Short task: Look for "Return an outline" in the records below, then copy that line and every line after it, exactly and with nothing added.

═══ Provided data ═══

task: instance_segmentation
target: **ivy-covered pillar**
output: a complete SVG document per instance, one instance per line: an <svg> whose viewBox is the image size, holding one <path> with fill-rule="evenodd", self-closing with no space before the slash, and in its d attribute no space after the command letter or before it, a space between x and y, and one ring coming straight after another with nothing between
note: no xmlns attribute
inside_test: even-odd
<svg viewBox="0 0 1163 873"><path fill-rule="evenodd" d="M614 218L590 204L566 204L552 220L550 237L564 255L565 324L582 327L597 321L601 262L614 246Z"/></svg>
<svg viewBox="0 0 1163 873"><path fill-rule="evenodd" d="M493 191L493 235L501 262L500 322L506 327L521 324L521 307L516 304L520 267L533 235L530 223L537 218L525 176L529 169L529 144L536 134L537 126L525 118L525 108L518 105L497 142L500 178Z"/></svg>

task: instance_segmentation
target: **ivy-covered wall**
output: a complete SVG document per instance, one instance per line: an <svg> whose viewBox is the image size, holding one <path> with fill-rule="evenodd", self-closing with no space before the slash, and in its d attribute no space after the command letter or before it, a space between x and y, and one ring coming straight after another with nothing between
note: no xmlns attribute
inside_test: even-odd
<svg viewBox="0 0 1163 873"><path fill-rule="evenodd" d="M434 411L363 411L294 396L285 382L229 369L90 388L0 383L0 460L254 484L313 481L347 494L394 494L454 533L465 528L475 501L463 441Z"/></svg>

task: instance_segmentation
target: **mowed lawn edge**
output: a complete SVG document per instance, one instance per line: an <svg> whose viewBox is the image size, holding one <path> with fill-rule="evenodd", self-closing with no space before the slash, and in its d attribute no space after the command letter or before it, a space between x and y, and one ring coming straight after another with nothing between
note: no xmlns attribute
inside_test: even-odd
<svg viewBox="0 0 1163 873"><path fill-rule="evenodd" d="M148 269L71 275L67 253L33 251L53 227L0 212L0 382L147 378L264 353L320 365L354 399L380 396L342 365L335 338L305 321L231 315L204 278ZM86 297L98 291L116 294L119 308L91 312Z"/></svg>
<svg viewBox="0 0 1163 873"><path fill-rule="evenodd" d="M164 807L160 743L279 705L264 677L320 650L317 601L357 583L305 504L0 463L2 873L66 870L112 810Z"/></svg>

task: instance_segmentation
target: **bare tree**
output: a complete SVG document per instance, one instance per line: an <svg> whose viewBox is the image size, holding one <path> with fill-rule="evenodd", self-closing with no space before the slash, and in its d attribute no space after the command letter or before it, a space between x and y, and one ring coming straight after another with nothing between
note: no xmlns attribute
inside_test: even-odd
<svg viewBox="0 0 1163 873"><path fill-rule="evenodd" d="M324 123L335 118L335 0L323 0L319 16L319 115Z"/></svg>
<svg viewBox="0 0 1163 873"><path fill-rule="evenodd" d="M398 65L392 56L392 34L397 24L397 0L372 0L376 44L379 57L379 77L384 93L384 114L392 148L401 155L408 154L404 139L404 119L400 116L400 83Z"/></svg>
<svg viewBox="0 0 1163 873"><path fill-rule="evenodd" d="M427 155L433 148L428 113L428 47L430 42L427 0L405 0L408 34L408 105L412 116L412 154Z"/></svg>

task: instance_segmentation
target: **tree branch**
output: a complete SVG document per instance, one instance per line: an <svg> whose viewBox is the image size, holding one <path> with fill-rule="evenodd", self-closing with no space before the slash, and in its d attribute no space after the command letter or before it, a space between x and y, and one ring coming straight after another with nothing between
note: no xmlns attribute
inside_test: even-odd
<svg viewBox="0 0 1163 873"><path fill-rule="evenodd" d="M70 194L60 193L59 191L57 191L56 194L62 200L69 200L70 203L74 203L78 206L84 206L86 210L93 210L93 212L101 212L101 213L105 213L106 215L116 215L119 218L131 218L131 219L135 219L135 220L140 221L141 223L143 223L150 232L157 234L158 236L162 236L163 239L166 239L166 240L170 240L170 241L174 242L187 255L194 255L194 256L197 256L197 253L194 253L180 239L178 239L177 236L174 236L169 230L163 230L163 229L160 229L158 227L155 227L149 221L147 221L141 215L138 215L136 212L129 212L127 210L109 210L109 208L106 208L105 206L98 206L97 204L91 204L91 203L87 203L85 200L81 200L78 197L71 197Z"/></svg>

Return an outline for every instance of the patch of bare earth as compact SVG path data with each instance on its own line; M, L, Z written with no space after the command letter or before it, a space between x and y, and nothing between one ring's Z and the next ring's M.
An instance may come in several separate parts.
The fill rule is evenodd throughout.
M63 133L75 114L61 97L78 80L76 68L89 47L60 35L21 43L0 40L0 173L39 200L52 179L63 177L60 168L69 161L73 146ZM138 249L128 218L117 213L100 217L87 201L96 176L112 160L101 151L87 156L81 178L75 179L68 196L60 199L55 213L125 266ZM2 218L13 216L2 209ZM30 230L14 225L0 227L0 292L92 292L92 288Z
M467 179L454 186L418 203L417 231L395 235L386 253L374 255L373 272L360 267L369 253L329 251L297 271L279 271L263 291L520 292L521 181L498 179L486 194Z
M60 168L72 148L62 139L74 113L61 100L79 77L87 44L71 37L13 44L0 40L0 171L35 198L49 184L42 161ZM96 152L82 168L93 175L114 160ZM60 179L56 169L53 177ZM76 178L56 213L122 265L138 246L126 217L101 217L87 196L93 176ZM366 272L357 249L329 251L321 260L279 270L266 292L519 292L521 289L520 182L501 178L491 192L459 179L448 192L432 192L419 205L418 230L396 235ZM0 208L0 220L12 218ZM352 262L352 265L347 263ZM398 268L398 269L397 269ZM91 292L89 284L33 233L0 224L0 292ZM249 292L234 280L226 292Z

═══

Exercise answer:
Return an outline for every instance of the patch of bare earth as compact SVG path data with each instance on its own line; M, L, Z written with no space after the command letter or before it, a space between x and y, and nothing between one ring's Z and the next ring's M.
An instance may come in several separate parts.
The fill rule is evenodd throughout.
M63 133L75 114L61 97L78 80L76 68L89 47L60 35L21 43L0 40L0 173L39 200L52 179L63 177L60 168L69 161L73 146ZM138 249L128 218L117 213L100 217L87 201L96 176L112 160L101 151L87 156L81 178L75 179L68 196L60 199L55 213L125 266ZM2 218L13 216L2 209ZM30 230L14 225L0 227L0 292L92 292L92 288Z
M467 179L454 186L418 203L417 231L395 235L386 253L374 255L373 272L360 267L369 253L329 251L297 271L279 271L263 291L520 292L521 181L498 179L486 194Z
M60 168L72 148L62 139L74 113L61 100L79 77L87 44L71 37L13 44L0 40L0 171L35 198L49 184L42 161ZM96 152L82 168L93 175L114 160ZM60 179L56 169L53 177ZM76 178L56 213L122 265L138 246L126 217L101 217L87 196L93 176ZM366 272L357 249L329 251L321 260L279 270L266 292L519 292L521 289L520 182L501 178L491 192L459 179L448 192L432 192L419 205L418 230L396 235ZM0 208L0 220L12 218ZM352 262L352 265L347 263ZM398 268L398 269L397 269ZM91 292L89 284L33 233L0 224L0 292ZM249 292L234 280L226 292Z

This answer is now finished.